GOAL:
Print every line of the items below unchanged, from first to last.

*** RECORDS FOR THIS TASK

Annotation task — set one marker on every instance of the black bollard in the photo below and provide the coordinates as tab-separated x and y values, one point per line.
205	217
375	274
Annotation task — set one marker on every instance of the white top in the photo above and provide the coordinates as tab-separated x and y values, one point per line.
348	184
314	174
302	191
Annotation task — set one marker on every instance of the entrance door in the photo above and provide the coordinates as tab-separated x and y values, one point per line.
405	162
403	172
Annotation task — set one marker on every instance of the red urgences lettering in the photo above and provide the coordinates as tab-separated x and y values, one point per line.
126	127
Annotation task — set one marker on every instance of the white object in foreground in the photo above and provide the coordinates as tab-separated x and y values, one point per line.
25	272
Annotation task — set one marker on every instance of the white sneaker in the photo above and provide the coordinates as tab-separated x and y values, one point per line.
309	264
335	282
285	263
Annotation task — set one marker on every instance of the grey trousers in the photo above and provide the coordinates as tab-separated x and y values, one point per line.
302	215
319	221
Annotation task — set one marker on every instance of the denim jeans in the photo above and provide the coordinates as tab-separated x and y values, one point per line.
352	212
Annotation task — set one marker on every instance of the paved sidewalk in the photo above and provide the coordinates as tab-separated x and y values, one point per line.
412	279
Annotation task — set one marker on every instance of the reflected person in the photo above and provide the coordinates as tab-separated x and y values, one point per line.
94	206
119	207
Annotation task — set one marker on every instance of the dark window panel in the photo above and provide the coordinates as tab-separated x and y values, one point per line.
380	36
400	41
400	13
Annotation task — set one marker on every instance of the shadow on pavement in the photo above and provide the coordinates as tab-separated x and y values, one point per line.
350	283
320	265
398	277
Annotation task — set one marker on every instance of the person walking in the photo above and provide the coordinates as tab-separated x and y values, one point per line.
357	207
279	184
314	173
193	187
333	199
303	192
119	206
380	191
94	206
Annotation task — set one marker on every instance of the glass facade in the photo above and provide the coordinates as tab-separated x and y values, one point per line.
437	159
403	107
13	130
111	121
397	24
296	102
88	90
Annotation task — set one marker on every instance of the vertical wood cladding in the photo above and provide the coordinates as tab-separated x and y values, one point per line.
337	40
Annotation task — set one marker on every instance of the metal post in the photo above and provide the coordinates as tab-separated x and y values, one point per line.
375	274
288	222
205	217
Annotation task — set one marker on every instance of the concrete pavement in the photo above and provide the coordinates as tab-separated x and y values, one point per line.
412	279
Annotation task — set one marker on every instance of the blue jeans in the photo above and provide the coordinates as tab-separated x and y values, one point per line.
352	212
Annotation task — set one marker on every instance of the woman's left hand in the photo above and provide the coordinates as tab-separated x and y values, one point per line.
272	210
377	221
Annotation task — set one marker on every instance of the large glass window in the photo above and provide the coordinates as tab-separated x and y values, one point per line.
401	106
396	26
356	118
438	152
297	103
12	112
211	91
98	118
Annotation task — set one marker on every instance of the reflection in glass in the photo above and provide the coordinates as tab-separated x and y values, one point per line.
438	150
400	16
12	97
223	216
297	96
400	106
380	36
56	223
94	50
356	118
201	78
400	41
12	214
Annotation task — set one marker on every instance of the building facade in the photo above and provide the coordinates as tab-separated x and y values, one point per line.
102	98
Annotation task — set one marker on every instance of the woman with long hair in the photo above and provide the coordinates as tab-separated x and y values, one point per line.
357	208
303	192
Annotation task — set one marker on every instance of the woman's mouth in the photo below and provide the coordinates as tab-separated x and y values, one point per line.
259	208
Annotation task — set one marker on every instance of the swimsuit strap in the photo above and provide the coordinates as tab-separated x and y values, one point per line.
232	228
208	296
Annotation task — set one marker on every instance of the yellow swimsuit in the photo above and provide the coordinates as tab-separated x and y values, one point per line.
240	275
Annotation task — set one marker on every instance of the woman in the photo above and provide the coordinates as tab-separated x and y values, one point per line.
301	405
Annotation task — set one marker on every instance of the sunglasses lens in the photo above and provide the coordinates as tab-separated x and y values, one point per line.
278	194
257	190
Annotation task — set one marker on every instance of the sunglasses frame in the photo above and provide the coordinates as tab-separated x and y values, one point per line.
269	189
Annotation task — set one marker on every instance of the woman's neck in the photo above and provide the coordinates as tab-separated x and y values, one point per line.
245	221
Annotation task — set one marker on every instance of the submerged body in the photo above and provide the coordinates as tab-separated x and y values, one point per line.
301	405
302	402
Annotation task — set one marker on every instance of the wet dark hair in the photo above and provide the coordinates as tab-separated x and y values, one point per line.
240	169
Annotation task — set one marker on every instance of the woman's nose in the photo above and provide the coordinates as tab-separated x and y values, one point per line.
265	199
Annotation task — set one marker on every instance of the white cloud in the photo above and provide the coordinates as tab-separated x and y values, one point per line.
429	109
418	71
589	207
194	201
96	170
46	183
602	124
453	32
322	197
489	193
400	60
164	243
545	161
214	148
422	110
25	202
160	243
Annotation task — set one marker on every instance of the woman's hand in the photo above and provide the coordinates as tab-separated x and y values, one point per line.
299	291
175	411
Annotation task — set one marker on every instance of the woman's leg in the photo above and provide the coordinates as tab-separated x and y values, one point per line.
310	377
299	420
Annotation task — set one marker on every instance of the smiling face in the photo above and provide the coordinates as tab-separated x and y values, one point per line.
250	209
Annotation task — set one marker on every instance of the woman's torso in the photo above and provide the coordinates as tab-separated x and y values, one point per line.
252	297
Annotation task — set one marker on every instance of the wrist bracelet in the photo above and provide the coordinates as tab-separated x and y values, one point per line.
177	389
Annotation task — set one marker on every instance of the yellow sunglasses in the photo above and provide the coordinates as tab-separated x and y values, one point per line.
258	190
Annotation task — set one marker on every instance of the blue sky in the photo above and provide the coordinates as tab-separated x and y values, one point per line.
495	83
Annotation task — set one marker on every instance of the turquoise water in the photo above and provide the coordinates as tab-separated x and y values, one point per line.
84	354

******

WORKED SOLUTION:
Annotation task — set one marker on every instance of the black bollard in the photo below and provide the coordinates as tab-separated x and y values, one point per line.
205	217
375	274
Annotation task — set one marker on every instance of the white top in the photo above and provide the coordinates as tab-separated x and y values, one point per line.
348	184
314	174
302	191
Annotation task — set one marker on every instance of the entrance door in the photo above and provide the coordinates as tab-separated x and y values, one point per line.
405	162
403	172
Annotation task — set one marker on every instance of the red urgences lettering in the photo above and provide the coordinates as tab-separated x and y values, one point per line.
126	127
Annotation task — set one marker on every instance of the white object in foreground in the photo above and provide the coordinates as tab-separated x and y values, one point per line.
25	272
Annotation task — set one marker on every instance of the white sneaker in the photo above and provide the coordinates as tab-separated x and y values, one point per line.
309	264
335	282
285	263
Annotation task — set one marker on every instance of the grey trousers in the photo above and provide the coordinates as tab-separated x and y values, one point per line.
302	215
319	221
Annotation task — set one marker on every instance of the denim jeans in the photo above and provide the coordinates as tab-separated x and y values, one point per line.
352	212
Annotation task — set one marker on every instance of the paved sidewalk in the photo above and provide the coordinates as tab-separated x and y values, one point per line.
412	279
Annotation task — set one marker on every instance of the reflected person in the photo above and provide the coordinates as tab-separated x and y values, one point per line.
94	206
119	207
Annotation task — set one marker on every instance of the dark window panel in the photo above and provide the coordinates as tab-separated x and y values, one point per line.
380	36
400	41
400	13
Annotation task — set one marker on every instance of the shadow on pavement in the photo above and provide the coordinates as tab-separated x and y values, one point per line.
350	283
320	265
398	277
Annotation task — set one marker on every instance of the person walking in the photo above and provide the coordinates as tab-separated x and y values, one point per line.
357	207
279	184
314	173
193	187
333	199
303	192
119	206
380	191
94	206
Annotation task — set one marker on every instance of the glass facade in the photo above and provide the coordinates as tab-separated x and y values, one point per line.
437	159
403	107
13	130
111	121
397	24
296	102
88	90
Annotation task — set one marker on every instance of the vertical wood cladding in the photo above and provide the coordinates as tab-separated x and y values, one point per line.
337	40
Annotation task — set one marker on every instance of the metal post in the photo above and provide the coordinates as tab-separated x and y values, one point per line.
375	274
288	222
205	217
Annotation task — set one marker on every instance of the concrete pavement in the photo above and provide the coordinates as tab-separated x and y values, one point per line.
412	279
Annotation task — set one marker on every instance of the blue jeans in the photo above and provide the coordinates as tab-separated x and y values, one point per line.
352	212
Annotation task — set one marker on every instance of the woman's left hand in the photo above and provide the coordinates as tab-separated x and y values, one point per line.
272	210
377	221
Annotation task — set one marker on every instance of the large glass window in the photo above and provide the coordinates as tab-separated x and y values, one point per line.
401	106
396	26
356	118
438	152
297	103
12	112
211	91
98	118
Annotation task — set one marker on every instance of the reflection in glass in the photo above and provide the coordinates as tab-separated x and y values, one point per line.
438	150
400	16
12	97
223	216
297	96
400	106
380	36
56	223
94	50
356	118
201	78
400	41
12	214
Annotation task — set one marker on every instance of the building facade in the photo above and provide the coordinates as tab-separated x and y values, one point per line.
102	98
Annotation task — set one marker on every instance of the woman with long hair in the photo above and provide the coordinates as tab-separated x and y values, one point per line.
357	208
303	192
Annotation task — set one marker on every instance of the woman's mouth in the photo below and provide the coordinates as tab-separated x and y values, one point per line.
259	208
Annotation task — set one marker on every instance of the swimsuit strap in the photo above and provide the coordinates as tab-separated x and y values, one point per line.
232	228
208	296
Annotation task — set one marker on every instance of the yellow swimsuit in the photo above and provide the coordinates as tab-separated x and y values, one point per line.
240	275
Annotation task — set one marker on every instance of the woman in the photo above and provide the coordinates as tab-separated x and y values, one point per line.
301	405
Annotation task — set one marker on every instance of the sunglasses lens in the photo above and provide the coordinates as tab-separated x and y values, one point per line.
278	194
257	190
Annotation task — set one marker on every instance of the sunglasses frame in the photo above and provide the coordinates as tab-separated x and y values, one point per line.
269	189
Annotation task — set one marker on every instance of the woman's neck in the photo above and provide the coordinates as tab-separated x and y values, one point per line.
245	221
Annotation task — set one marker on every instance of the submerged body in the photo above and provide the coordinates as tab-separated x and y values, one point per line.
301	405
302	402
Annotation task — set one marker on every instance of the wet dark hair in the photo above and provide the coordinates as tab-separated x and y values, one point per line.
240	169
Annotation task — set one marker on every instance of the woman's nose in the photo above and provide the coordinates as tab-separated x and y values, one point per line.
265	199
Annotation task — set one marker on every instance of the white cloud in the photo above and provide the coordinates as tab-separated x and y values, one point per line.
429	109
418	71
589	207
194	201
96	170
46	183
602	124
453	32
322	197
489	193
400	60
164	243
545	161
214	148
422	110
25	202
160	243
Annotation task — set one marker on every instance of the woman's hand in the photo above and provide the coordinates as tab-separated x and y values, one point per line.
299	291
175	411
Annotation task — set one marker on every instance of the woman's leg in the photo above and provide the coordinates as tab-separated x and y values, one point per line.
310	377
299	420
Annotation task — set one marker on every instance of the smiling face in the photo above and provide the coordinates as tab-separated x and y values, one point per line.
250	209
Annotation task — set one marker on every instance of the woman's torso in the photo above and provide the coordinates as tab-separated x and y values, one point per line.
252	297
Annotation task — set one marker on every instance of the wrist bracelet in the photo above and provide the coordinates as tab-separated x and y values, one point per line.
177	389
Annotation task — set one marker on every instance of the yellow sunglasses in the photo above and provide the coordinates as tab-separated x and y values, one point per line.
258	190
Annotation task — set one marker on every instance of the blue sky in the photo above and provide the coordinates as tab-separated x and y values, one point per line.
495	83
Annotation task — set one marker on every instance of the turquoise water in the photo above and provide the coordinates as tab-separated x and y values, one point per line.
84	354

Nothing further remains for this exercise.